YOUR TASK — Copy the records below word for word, leaving out the pictures.

DATASET RECORDS —
* * * *

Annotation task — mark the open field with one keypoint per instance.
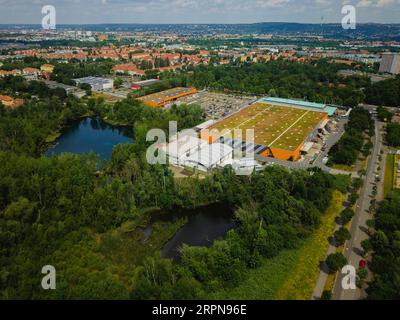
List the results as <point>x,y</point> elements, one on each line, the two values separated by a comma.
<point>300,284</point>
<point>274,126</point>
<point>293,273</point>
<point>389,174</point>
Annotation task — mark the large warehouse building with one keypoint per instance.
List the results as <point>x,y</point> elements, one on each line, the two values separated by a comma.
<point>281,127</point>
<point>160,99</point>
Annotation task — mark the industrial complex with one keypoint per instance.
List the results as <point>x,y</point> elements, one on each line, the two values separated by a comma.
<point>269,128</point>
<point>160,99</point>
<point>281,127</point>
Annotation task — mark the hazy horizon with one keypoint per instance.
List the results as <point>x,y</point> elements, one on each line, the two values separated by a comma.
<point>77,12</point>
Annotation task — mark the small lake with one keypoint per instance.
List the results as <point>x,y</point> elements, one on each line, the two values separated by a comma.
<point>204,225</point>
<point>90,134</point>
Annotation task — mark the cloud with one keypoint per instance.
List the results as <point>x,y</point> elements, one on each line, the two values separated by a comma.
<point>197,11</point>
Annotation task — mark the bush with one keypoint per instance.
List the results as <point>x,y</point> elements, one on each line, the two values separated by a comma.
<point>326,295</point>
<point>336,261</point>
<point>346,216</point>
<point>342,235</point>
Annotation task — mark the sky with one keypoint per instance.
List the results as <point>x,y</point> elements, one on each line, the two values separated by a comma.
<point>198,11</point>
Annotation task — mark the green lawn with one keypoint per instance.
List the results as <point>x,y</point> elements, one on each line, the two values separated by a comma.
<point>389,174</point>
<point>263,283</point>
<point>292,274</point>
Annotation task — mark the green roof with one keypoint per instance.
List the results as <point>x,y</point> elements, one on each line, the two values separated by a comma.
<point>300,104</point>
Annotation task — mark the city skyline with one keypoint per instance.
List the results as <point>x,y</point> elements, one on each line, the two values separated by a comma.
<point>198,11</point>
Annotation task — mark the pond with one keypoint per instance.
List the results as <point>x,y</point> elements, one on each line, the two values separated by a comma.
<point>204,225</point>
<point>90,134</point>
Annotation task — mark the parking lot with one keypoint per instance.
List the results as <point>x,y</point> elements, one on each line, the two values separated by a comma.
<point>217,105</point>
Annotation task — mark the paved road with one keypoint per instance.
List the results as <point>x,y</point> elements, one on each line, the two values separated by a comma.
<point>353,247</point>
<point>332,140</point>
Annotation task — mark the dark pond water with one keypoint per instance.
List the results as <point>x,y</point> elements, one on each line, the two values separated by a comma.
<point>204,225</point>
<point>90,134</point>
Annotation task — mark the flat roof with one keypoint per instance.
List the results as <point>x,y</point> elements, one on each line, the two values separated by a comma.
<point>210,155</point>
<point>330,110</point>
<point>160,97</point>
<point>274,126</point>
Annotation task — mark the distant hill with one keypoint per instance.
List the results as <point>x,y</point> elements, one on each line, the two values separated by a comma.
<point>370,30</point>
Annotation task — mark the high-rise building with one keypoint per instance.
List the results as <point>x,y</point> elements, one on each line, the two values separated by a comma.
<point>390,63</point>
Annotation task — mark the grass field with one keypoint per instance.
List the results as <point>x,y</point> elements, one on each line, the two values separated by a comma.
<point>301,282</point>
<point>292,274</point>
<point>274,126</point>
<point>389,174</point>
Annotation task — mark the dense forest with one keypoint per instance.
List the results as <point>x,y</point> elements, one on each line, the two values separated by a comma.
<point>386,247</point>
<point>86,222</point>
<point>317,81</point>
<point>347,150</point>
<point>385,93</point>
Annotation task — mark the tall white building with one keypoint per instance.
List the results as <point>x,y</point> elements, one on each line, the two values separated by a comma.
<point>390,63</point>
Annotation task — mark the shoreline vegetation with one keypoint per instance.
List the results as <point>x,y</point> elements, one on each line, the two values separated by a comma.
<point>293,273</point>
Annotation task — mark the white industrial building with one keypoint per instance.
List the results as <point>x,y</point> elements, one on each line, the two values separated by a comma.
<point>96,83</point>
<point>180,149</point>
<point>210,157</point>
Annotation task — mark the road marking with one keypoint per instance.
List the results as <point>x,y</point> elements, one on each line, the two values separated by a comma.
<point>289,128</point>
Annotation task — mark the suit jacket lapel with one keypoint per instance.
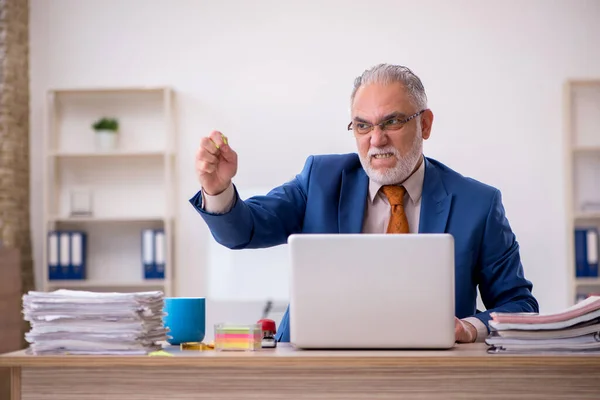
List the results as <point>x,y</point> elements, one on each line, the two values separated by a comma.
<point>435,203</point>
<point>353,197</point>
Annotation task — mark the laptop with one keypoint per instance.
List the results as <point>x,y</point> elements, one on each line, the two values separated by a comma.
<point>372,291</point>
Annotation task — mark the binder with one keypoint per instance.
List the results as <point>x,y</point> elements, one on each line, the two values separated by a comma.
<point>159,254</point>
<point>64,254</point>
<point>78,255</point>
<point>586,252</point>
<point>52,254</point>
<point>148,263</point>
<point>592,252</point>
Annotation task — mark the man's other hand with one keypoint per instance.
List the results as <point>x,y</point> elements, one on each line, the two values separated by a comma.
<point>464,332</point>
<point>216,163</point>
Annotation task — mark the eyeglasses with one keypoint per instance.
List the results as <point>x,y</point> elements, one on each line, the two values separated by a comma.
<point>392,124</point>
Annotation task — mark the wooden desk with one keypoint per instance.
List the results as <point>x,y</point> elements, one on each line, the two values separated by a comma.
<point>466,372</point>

* * * *

WRITTEN ANSWER —
Annotation task — mark the open field with one keypoint per instance.
List the results as <point>x,y</point> elements, one on each line, the two values separated by a comma.
<point>300,284</point>
<point>274,126</point>
<point>293,273</point>
<point>389,174</point>
Annotation task — mark the large warehouse building with one keypoint per instance.
List the results as <point>x,y</point> elements, one on each line, the two values separated by a comma.
<point>281,127</point>
<point>160,99</point>
Annotation task — mark the industrial complex with one keypoint per instance.
List the results as <point>x,y</point> elements, one on each line, the two values separated by a comma.
<point>269,128</point>
<point>160,99</point>
<point>281,127</point>
Annotation task — mark the hazy horizon with one keypoint per instance.
List the results as <point>x,y</point> elements, one on each line, the two values separated by a comma.
<point>77,12</point>
Annotation task — mark the small lake with one keypoint per instance.
List the results as <point>x,y</point> elements, one on each line, the two values separated by a comma.
<point>204,225</point>
<point>90,134</point>
Annotation task — mark the cloud with one keypoint per instance.
List the results as <point>x,y</point> elements, one on each line, the two values separated by a comma.
<point>197,11</point>
Annotation task — mark the bush with one keypoint per instance.
List the results as <point>x,y</point> elements, one on each line, the two values separated by a comma.
<point>326,295</point>
<point>336,261</point>
<point>346,216</point>
<point>342,235</point>
Annotation task — mark the sky with one keypoint per instance.
List the results as <point>x,y</point> elements, one on each line, the two values separated by a comma.
<point>198,11</point>
Annotation task — mark the green lawn with one keypoint per instance.
List the results as <point>x,y</point> elements, one on each line, the two values separated by a comma.
<point>389,174</point>
<point>263,283</point>
<point>292,274</point>
Annotation task — mark the green roof with one keypoint per instance.
List the results as <point>x,y</point> elements, one on each line, the two values separated by a comma.
<point>300,104</point>
Annotation task — mark the city skyline with one keypoint per instance.
List the results as <point>x,y</point> elements, one on each line, the two values separated by a comma.
<point>198,11</point>
Annotation task — mark the pond with one keypoint per instance.
List the results as <point>x,y</point> elements, one on each line, the two values separated by a comma.
<point>204,225</point>
<point>90,134</point>
Annotation task — mark the parking lot with one keypoint per instance.
List the results as <point>x,y</point> elements, one on each line, the two values separated by a comma.
<point>217,105</point>
Annotation task — mark the paved road with one keypoint per instance.
List the results as <point>x,y</point> elements, one on each line, the two values separated by a comma.
<point>353,247</point>
<point>332,140</point>
Annotation task — mark the dark pond water with one keypoint per instance.
List the results as <point>x,y</point> elements, one on each line, the two values separated by a comma.
<point>204,225</point>
<point>90,134</point>
Annotation task — mark the flat roof with one keypoint per instance.
List the results as <point>x,y</point> elements, one on each line, the two values separated by a comma.
<point>210,155</point>
<point>330,110</point>
<point>160,97</point>
<point>274,126</point>
Annotation task — mark the distant hill with one keypoint per instance.
List the results as <point>x,y</point> elements, one on each line, the two values separated by a comma.
<point>370,30</point>
Annotation task — mark the high-rise building with one keypoint per instance.
List the results as <point>x,y</point> elements, one on each line, the two values separated by a comma.
<point>390,63</point>
Annotation task — mark the grass field with one keypoint per instance.
List the results as <point>x,y</point> elements, one on each line, the two values separated by a comma.
<point>301,282</point>
<point>292,274</point>
<point>274,126</point>
<point>389,174</point>
Annotation task — mark the dense forest with one keypoint per instance.
List the results as <point>x,y</point> elements, one on each line, the two values separated by a comma.
<point>386,247</point>
<point>86,222</point>
<point>317,81</point>
<point>347,150</point>
<point>385,93</point>
Annotation task — mark the tall white building with one keypoint per instance.
List the results as <point>x,y</point> elements, one on each line, the two values separated by a comma.
<point>390,63</point>
Annotation task — mark the shoreline vegetation with one keypoint per instance.
List the results as <point>x,y</point> elements, one on each line, the two values separated by a comma.
<point>293,273</point>
Annotation task — mark the white industrial building with one keypoint per instance.
List the results as <point>x,y</point> elements, one on each line, the two values separated by a comma.
<point>96,83</point>
<point>180,149</point>
<point>210,157</point>
Annotation task — mark the road marking with one keypoint per instance.
List the results as <point>x,y</point> elements, one on each line, the two values separated by a comma.
<point>289,128</point>
Annotation task — mark the suit jacket lapel with one keypoint per instance.
List the results as <point>x,y</point> elements, one on each line, the two values separated by a comma.
<point>435,203</point>
<point>353,197</point>
Annotation task — mark the laptop with one keypoint per instance.
List the results as <point>x,y</point> elements, one on each line, the two values separated by a comma.
<point>372,291</point>
Annotation task — mark the binder with one keypoint per instance.
List the results as <point>x,y</point> elements, one on each line, the two values separated by a comma.
<point>159,254</point>
<point>64,254</point>
<point>78,255</point>
<point>586,252</point>
<point>52,254</point>
<point>148,263</point>
<point>592,252</point>
Annotation task — mark the man's other hand with one keypoint per instance.
List the results as <point>x,y</point> elements, one on each line, the two values separated by a comma.
<point>464,332</point>
<point>216,163</point>
Annotation task — mark the eyeglasses with one keypoint per instance.
List the results as <point>x,y</point> elements, one on each line, the two values separated by a comma.
<point>392,124</point>
Annotation task — mark the wooden desk with one keypoint per instance.
List the results as <point>x,y</point> elements, one on each line, the two values separated by a comma.
<point>466,372</point>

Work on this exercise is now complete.